◆ What the task asks: Set down each line of the data exactly, but not the pictures.

Region pointing data
= = =
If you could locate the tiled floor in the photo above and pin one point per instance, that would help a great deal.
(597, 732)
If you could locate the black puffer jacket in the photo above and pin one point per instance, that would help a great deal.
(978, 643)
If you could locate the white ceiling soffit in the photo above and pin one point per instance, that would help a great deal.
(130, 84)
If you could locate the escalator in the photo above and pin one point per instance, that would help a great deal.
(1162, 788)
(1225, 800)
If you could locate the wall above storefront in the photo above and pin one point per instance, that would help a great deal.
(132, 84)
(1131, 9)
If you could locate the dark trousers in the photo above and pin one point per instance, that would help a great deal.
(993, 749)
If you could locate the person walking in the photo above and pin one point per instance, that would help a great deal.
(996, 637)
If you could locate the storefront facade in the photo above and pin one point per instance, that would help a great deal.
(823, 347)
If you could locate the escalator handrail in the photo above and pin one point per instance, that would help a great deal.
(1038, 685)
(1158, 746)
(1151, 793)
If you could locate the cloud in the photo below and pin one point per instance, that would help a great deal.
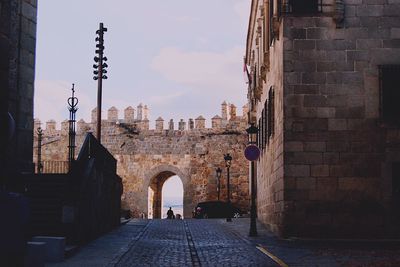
(217, 74)
(51, 101)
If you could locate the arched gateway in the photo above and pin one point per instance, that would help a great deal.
(146, 157)
(154, 181)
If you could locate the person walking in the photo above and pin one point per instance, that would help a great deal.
(170, 214)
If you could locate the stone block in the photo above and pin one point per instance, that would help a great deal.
(54, 247)
(304, 66)
(293, 170)
(305, 89)
(320, 124)
(315, 146)
(313, 78)
(320, 170)
(305, 183)
(293, 146)
(331, 158)
(353, 55)
(341, 170)
(369, 10)
(337, 146)
(317, 33)
(337, 124)
(353, 112)
(303, 157)
(303, 44)
(337, 100)
(392, 43)
(326, 66)
(395, 33)
(35, 254)
(326, 112)
(315, 101)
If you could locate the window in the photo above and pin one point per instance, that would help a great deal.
(271, 112)
(389, 76)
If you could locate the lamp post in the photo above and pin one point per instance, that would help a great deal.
(252, 153)
(39, 155)
(218, 171)
(72, 103)
(228, 162)
(100, 73)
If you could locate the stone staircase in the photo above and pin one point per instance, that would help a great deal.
(47, 194)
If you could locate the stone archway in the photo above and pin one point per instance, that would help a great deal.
(155, 179)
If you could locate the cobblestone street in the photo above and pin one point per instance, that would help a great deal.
(218, 243)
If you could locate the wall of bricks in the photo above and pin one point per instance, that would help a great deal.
(148, 156)
(335, 146)
(337, 154)
(17, 66)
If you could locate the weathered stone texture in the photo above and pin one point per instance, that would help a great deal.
(17, 65)
(147, 158)
(336, 153)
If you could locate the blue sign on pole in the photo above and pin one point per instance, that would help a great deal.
(252, 152)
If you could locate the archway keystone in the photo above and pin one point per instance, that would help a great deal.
(155, 179)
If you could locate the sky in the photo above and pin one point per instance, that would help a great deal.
(182, 58)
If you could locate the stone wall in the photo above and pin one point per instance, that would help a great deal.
(338, 155)
(17, 67)
(147, 156)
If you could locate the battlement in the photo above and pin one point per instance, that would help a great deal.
(228, 120)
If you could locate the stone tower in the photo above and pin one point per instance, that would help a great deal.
(140, 112)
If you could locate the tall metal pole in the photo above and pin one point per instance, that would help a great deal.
(252, 153)
(72, 103)
(228, 162)
(39, 152)
(229, 219)
(218, 172)
(253, 223)
(99, 73)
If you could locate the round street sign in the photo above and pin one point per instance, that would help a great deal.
(252, 152)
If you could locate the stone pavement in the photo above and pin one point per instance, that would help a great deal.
(215, 242)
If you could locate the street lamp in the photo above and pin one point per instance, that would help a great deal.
(252, 153)
(228, 162)
(218, 171)
(100, 73)
(72, 107)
= = =
◆ Problem solution:
If you could locate the tiled floor in the photo above and pin one point per instance, that would help a great deal.
(597, 732)
If you could locate the black puffer jacket in the photo above and pin one point per instance, that would help a great deal.
(978, 643)
If you could locate the white ceiling soffit in the photo above and pin one point per instance, that would help a great deal.
(130, 84)
If you could locate the escalator in the photo above and pin one point per instance, that would help a great deal.
(1162, 788)
(1225, 800)
If you could locate the wall above storefront in the photo above and pin one point per instance, that would help a great deal.
(132, 84)
(1131, 9)
If you could locate the dark trousers in the photo above and pin one point per instance, that would help a great deal.
(993, 749)
If you could locate the person walking in the photo above and pin one point per instance, that would help a great deal.
(996, 637)
If you could locate the storefront facade in the photo above and pin one point per instance, that would help a great deal.
(823, 347)
If you could locate the escalator handrail in the photo above and pin one point per instance, that would help a great deal.
(1038, 685)
(1158, 746)
(1151, 793)
If you could locate the cloud in the photo below and pin one point per instance, that would help a great deal.
(217, 74)
(51, 101)
If you could locate the arched gateway in the photo above and pin one point per instance, that would help a great deal.
(146, 157)
(154, 181)
If you could locate the person walking in the photo above and pin one point per instance, that would help a great deal.
(170, 214)
If you could locate the stone block in the photo above and pin one point per instance, that would help a great deal.
(54, 247)
(304, 66)
(293, 170)
(305, 89)
(320, 124)
(315, 146)
(313, 78)
(320, 170)
(305, 183)
(293, 146)
(331, 158)
(353, 55)
(341, 170)
(369, 10)
(337, 146)
(317, 33)
(337, 124)
(353, 112)
(303, 157)
(303, 44)
(337, 100)
(392, 43)
(326, 66)
(395, 33)
(35, 254)
(326, 112)
(315, 101)
If you could locate the window in the photo above and pin one point per instance, that would help a great deal.
(271, 112)
(389, 76)
If you could locate the lamp post in the photo above and pin one point per instance, that would help a great deal.
(252, 153)
(39, 155)
(218, 171)
(72, 103)
(228, 162)
(100, 73)
If you could locate the stone staircase in the photo above and pin one point per instance, that would help a great deal.
(47, 194)
If you could locate the stone archway in the photo above and pin one point per instance, that would help a great deal.
(155, 179)
If you could locate the cobblestone street in the photo above and pin one point per instance, that would help a great deal.
(218, 243)
If you could locate the wall of bricks in the photo above and pin one point per instance, that would help a great deal.
(148, 156)
(335, 146)
(337, 154)
(17, 66)
If you could locate the weathered stone texture in the photo above and pin one point per instance, that would help a great deal.
(17, 65)
(147, 158)
(336, 153)
If you could locate the blue sign on pole in the photo above and pin one point per instance, that would help a great deal.
(252, 152)
If you could locate the archway keystone in the photo above and pin one point per instance, that would help a great deal.
(155, 179)
If you could locate the sky in the photo above and pin one point per instance, that would help a great deal.
(182, 58)
If you could locate the stone wall in the photo above and pin one point per instance, that would help a great deal.
(338, 155)
(17, 67)
(147, 156)
If you could locate the battlement in the photo above and pin one point per instance, that would help a great deal.
(228, 120)
If you could locate the stone tower in the photo above and pin one point per instance, that would help a great deal.
(140, 112)
If you could locate the tall metal pole in the photo above and pin one point per instance, that would help a great deal.
(252, 153)
(72, 103)
(228, 162)
(39, 152)
(229, 219)
(218, 172)
(253, 223)
(99, 73)
If you could locate the round street sign in the photo above and pin one point per instance, that would help a great deal.
(252, 152)
If you could locate the stone pavement in the photo above and pin one point per instance, that would help a great deal.
(215, 242)
If you could locate the street lamp in the photo above and pin one point per instance, that would help a great deal.
(252, 153)
(228, 162)
(218, 171)
(100, 73)
(72, 107)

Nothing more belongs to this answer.